[BEGIN STORED RECORDS]

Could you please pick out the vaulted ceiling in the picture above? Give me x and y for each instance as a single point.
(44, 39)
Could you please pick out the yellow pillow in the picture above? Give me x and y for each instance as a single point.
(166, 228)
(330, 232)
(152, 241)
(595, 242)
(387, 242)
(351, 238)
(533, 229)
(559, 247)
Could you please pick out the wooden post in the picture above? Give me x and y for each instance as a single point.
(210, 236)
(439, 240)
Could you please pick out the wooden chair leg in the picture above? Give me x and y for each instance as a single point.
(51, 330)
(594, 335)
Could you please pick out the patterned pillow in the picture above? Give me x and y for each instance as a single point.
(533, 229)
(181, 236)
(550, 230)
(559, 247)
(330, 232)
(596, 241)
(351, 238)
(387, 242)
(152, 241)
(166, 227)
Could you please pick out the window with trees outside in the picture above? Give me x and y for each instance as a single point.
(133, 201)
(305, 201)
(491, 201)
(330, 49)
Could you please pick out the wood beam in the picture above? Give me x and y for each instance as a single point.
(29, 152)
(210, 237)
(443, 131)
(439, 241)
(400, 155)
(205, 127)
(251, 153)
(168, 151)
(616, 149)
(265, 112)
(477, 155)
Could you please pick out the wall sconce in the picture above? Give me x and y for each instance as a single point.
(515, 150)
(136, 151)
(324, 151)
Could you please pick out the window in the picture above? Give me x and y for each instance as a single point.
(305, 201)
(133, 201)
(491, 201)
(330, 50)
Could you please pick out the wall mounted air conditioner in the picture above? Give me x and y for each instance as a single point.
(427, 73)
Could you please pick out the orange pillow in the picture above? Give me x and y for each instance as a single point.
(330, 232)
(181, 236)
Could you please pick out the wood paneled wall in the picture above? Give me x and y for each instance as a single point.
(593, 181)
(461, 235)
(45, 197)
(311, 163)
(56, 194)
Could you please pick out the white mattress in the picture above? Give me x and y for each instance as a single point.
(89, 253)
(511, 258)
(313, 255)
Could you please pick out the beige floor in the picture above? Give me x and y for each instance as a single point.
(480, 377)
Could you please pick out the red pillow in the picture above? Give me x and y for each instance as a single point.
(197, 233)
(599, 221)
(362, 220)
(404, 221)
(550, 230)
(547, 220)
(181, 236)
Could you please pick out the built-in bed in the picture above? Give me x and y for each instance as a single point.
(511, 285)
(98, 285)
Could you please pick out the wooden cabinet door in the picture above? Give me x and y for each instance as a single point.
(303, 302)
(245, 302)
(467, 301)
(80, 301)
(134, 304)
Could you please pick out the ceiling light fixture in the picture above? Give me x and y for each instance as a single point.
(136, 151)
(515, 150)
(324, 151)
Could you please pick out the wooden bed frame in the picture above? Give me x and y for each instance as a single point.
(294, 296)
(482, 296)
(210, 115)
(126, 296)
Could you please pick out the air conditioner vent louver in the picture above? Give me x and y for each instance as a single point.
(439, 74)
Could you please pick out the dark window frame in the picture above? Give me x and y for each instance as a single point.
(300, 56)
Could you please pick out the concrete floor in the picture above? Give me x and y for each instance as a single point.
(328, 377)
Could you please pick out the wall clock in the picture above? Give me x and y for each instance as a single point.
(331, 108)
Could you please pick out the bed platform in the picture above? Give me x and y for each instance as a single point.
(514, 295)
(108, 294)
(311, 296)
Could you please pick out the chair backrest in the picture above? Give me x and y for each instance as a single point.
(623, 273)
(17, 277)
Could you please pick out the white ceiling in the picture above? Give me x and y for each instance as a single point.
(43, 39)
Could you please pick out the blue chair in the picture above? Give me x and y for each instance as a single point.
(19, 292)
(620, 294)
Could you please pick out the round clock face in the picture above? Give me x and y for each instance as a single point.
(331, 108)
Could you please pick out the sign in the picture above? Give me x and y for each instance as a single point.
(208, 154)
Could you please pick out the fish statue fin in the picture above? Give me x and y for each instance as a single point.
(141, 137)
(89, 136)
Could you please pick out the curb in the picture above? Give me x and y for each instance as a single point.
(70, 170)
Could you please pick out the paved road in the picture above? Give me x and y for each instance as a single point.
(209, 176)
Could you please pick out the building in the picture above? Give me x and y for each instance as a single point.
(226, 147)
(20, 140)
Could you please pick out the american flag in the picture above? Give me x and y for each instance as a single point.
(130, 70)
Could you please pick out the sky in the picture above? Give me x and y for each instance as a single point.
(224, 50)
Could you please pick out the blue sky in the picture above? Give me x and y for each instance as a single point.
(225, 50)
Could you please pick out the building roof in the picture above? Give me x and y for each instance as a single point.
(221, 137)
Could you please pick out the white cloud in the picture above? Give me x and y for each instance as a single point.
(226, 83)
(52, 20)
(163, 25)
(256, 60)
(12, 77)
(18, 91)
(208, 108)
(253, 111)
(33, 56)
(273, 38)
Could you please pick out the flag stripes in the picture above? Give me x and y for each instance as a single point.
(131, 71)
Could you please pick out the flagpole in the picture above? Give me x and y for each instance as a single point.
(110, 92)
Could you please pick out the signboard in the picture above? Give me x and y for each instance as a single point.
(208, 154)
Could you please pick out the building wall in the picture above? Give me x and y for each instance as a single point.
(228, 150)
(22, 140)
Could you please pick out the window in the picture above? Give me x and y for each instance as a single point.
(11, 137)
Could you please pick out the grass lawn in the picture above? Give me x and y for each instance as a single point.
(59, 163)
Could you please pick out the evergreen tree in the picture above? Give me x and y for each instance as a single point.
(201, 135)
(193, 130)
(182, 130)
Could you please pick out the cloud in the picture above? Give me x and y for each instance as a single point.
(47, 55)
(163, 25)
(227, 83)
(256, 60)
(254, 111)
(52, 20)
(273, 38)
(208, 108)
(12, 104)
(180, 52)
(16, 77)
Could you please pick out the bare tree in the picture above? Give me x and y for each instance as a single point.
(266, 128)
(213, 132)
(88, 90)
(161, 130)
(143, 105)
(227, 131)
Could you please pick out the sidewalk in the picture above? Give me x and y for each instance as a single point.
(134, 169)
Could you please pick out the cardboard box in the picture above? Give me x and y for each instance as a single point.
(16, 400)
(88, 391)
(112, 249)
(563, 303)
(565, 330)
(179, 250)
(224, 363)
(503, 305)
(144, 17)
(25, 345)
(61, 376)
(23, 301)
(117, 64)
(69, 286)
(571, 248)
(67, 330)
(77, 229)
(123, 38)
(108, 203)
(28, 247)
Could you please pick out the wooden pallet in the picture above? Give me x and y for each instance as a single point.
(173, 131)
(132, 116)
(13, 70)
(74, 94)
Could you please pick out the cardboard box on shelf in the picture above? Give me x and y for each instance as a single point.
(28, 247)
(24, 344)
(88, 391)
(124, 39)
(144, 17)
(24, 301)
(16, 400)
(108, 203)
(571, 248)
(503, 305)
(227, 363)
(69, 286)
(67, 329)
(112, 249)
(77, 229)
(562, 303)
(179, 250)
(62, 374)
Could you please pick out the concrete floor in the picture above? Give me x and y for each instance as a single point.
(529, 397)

[END STORED RECORDS]

BRIEF.
Swap every "Could you please pick out" in the material above for "Please locate", and leave everything else unchanged.

SOLVED EXERCISE.
Please locate the vaulted ceiling in the picture above? Give me x and y for each instance as a single point.
(44, 39)
Please locate the yellow pillow in the picture above? Give me x and y for each instance as a single point.
(166, 228)
(330, 232)
(152, 241)
(595, 242)
(387, 242)
(351, 238)
(533, 229)
(559, 247)
Please locate the wooden post in the picture above? Give me x and y for each instance as a single point.
(210, 236)
(439, 240)
Please locate the wooden chair leg in the picture above? Give me x and y for each instance as a single point.
(51, 330)
(594, 335)
Please locate the patterned pillow in the picture above? Give me x and y for each instance as a single point.
(533, 229)
(181, 236)
(550, 230)
(559, 247)
(330, 232)
(596, 241)
(351, 238)
(387, 242)
(152, 241)
(166, 227)
Please locate the window with trees outside in the picture above? Give me x and y for each instance as a single point.
(133, 201)
(305, 201)
(491, 201)
(330, 49)
Please locate the wood beam in the picture above? Give me x and y for each instance as a single point.
(29, 152)
(210, 237)
(443, 131)
(439, 241)
(400, 155)
(205, 127)
(251, 153)
(168, 151)
(616, 149)
(265, 112)
(477, 155)
Please locate the wall sconce in the picture above? Give me x and y for each instance as a single point.
(515, 150)
(136, 151)
(324, 151)
Please locate the window in the picture above? Give me x and y for each instance as a single point.
(305, 201)
(133, 201)
(491, 201)
(330, 50)
Please locate the wall mounted air conditioner in the picture above? Give me x and y for each instance as a single point.
(427, 73)
Please locate the orange pillow in the picture above? Give me x and y for each instance as a single point.
(330, 232)
(181, 236)
Please locate the wood paneled wall in the picture above? Give me x and y for each instance as a single point.
(593, 181)
(461, 235)
(45, 197)
(311, 163)
(56, 194)
Please locate the white mattress in the picture above? Give me x and y for each instance as a single point.
(89, 253)
(511, 258)
(313, 255)
Please locate the beige floor in the picture above? Give me x and y for each instance as a single point.
(480, 377)
Please locate the red pillow in the picture above? Give me x and y for each instance as a single point.
(197, 233)
(599, 221)
(362, 220)
(404, 221)
(550, 230)
(547, 220)
(181, 236)
Please locate the built-in bed in the picture above? Give me x and y for each instance as a single point.
(511, 285)
(98, 285)
Please locate the wooden cabinet door in the picture above? Give me x and y for each instance as a single point.
(303, 302)
(245, 302)
(467, 301)
(80, 301)
(134, 304)
Please locate the ceiling light fixture in the picture above? Give me x and y for each instance as a single point.
(136, 151)
(515, 150)
(324, 151)
Please locate the wooden bed frame in the picture above? Give me x and y for each instance as a single point.
(294, 296)
(482, 296)
(210, 115)
(126, 296)
Please locate the air conditioner vent louver in the picture above? Give me x and y for each instance as a single point.
(439, 74)
Please locate the dark window frame in the picture above? Give me x and y for each instance as a single point.
(300, 56)
Please locate the concrete floor in the picture above? Give me x and y for each instance as a single point.
(328, 377)
Please locate the wall clock in the picture above? Give me x and y for each instance as a single point.
(331, 108)
Please locate the bed platform in the picture above? Give me x and y for each instance as a single point.
(514, 295)
(108, 294)
(311, 296)
Please locate the chair backrest in the picture above? Give me x and y for each instance as a single point.
(623, 273)
(17, 277)
Please locate the white ceiling in the picture above? Give me x and y for each instance as a single point.
(43, 39)
Please locate the blue chair in the picture above? Give me x and y for each instance as a single point.
(19, 292)
(620, 294)
Please locate the round clock face in the picture above? Give me x and y for each instance as a single point.
(331, 108)
Please locate the sign in the picture above? Give me x and y for each instance as a single point.
(208, 154)
Please locate the fish statue fin in the picture above? Give me x and y for each instance as a single point.
(141, 137)
(89, 136)
Please locate the curb in the picture above? Give me x and y for each instance as a single point.
(70, 170)
Please locate the paved road in the picture above? Give me x and y for each instance as a single point.
(209, 176)
Please locate the building in the picture above? Give me x and y for each instance as a single point.
(226, 147)
(20, 140)
Please locate the american flag in the picture above? Give me x and y for each instance as a single point.
(130, 70)
Please locate the sky in the picture above? Give me x and y for each instance as a single point.
(224, 50)
Please locate the blue sky in the picture above? Give me x and y for each instance as a single point.
(225, 50)
Please locate the building roof in the picture above? Give me x and y for each instance as a single point.
(221, 137)
Please locate the white cloud in the picture above? Give me x and y for each instance as a single point.
(226, 83)
(52, 20)
(163, 25)
(256, 60)
(12, 77)
(18, 91)
(208, 108)
(253, 111)
(33, 56)
(273, 38)
Please locate the flag stripes in the picture above? Give me x and y for each instance as a single point.
(131, 71)
Please locate the flagpole in the picture above? Give me x and y for each instance as a single point.
(110, 92)
Please locate the signboard in the picture above? Give me x and y for each instance as a single point.
(208, 154)
Please locate the building wall in the picture above? Give me x and y for each instance as a single point.
(228, 150)
(22, 140)
Please locate the window in the picture above? Give me x and y for each instance as a single point.
(11, 137)
Please locate the grass lawn in the picture above? Give me x and y for each instance as a single point.
(59, 163)
Please locate the evergreen tree in the picture above? Give me x and y for each instance as a single point.
(201, 135)
(193, 130)
(182, 130)
Please locate the cloud in the picture above? Give me x and y for each instance as a single point.
(47, 55)
(163, 25)
(227, 83)
(256, 60)
(254, 111)
(52, 20)
(273, 38)
(208, 108)
(12, 104)
(180, 52)
(16, 77)
Please locate the bare tree in the picture above? Give me x and y for each instance as a single point.
(266, 128)
(213, 132)
(88, 90)
(161, 130)
(143, 105)
(227, 131)
Please locate the sidewalk in the picture above? Give me x and y for each instance as a single point.
(134, 169)
Please locate the cardboard box in the picture above? Give me x and y for each instance as a single point.
(16, 400)
(88, 391)
(112, 249)
(563, 303)
(565, 330)
(179, 250)
(224, 363)
(503, 305)
(144, 17)
(25, 345)
(61, 376)
(23, 301)
(117, 64)
(69, 286)
(571, 248)
(67, 330)
(77, 229)
(123, 38)
(108, 203)
(28, 247)
Please locate the wooden pallet in the picture above? Give me x and y for each instance as a single point.
(173, 131)
(132, 116)
(13, 70)
(74, 94)
Please locate the cardboard box on shelf in the picture above? Give me x and y for each instance as a single point.
(28, 247)
(24, 344)
(88, 391)
(124, 39)
(144, 17)
(24, 301)
(16, 400)
(108, 203)
(571, 248)
(503, 305)
(227, 363)
(69, 286)
(67, 329)
(112, 249)
(77, 229)
(562, 303)
(179, 250)
(62, 374)
Please locate the concrete floor in the picture above? Give me x and y for each instance as a single point.
(529, 397)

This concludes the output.